### Task directions:
Count the lines in the entries below that contain the string "hoop", matching case exactly, and reply with the number alone.

---------------

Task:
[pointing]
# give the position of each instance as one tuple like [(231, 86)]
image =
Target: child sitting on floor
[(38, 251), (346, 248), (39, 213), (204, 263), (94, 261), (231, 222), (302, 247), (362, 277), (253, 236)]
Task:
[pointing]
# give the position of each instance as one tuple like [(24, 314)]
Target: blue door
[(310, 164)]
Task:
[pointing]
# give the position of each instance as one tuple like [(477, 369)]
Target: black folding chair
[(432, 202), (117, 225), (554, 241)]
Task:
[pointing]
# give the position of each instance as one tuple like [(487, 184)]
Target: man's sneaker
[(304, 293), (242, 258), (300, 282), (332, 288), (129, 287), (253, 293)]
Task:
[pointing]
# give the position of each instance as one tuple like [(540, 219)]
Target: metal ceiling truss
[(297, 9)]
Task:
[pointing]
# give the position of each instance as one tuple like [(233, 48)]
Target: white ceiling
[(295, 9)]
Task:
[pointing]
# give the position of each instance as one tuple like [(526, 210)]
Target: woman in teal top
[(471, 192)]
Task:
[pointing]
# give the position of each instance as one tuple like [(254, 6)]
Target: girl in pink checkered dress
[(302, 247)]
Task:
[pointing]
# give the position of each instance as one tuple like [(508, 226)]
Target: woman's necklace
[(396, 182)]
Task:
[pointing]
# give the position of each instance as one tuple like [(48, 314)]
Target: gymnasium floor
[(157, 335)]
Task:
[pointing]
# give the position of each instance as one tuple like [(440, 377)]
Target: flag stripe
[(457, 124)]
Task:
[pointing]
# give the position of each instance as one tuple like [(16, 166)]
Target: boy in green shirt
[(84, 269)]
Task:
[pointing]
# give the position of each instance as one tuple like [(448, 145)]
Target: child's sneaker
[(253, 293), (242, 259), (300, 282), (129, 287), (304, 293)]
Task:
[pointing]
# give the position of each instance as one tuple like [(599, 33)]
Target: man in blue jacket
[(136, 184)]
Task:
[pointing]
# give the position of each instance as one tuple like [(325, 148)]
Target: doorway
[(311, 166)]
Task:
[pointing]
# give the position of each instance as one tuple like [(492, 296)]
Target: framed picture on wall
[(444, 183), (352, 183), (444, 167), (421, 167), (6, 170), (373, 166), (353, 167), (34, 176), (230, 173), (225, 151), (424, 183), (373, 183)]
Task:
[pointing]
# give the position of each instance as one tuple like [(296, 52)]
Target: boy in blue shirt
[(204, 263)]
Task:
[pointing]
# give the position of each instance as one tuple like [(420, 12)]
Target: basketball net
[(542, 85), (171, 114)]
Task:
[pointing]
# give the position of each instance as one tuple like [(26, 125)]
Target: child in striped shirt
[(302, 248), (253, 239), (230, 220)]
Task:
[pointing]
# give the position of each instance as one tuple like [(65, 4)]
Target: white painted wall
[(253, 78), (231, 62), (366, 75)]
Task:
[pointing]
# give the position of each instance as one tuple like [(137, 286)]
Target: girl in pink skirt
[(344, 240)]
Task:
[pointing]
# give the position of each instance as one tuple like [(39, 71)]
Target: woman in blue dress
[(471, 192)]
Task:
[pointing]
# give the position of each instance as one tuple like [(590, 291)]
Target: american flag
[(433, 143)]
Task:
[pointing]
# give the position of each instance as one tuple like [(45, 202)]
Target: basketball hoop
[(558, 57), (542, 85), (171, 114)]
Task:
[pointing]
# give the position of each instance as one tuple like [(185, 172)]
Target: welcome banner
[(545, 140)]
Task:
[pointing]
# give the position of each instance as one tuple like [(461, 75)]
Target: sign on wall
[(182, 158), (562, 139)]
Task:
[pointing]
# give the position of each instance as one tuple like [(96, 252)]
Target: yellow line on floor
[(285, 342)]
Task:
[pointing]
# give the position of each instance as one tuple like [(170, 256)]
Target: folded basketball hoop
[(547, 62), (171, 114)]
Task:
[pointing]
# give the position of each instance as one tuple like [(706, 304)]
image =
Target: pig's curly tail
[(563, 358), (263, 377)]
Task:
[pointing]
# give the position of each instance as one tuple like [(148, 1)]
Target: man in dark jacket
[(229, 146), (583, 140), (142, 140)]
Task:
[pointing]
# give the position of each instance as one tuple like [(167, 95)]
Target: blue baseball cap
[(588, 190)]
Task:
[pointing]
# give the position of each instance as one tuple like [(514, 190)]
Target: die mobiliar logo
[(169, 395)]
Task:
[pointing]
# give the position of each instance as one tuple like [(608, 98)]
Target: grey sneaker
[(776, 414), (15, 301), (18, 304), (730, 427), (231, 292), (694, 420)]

---------------

### Result of the exercise:
2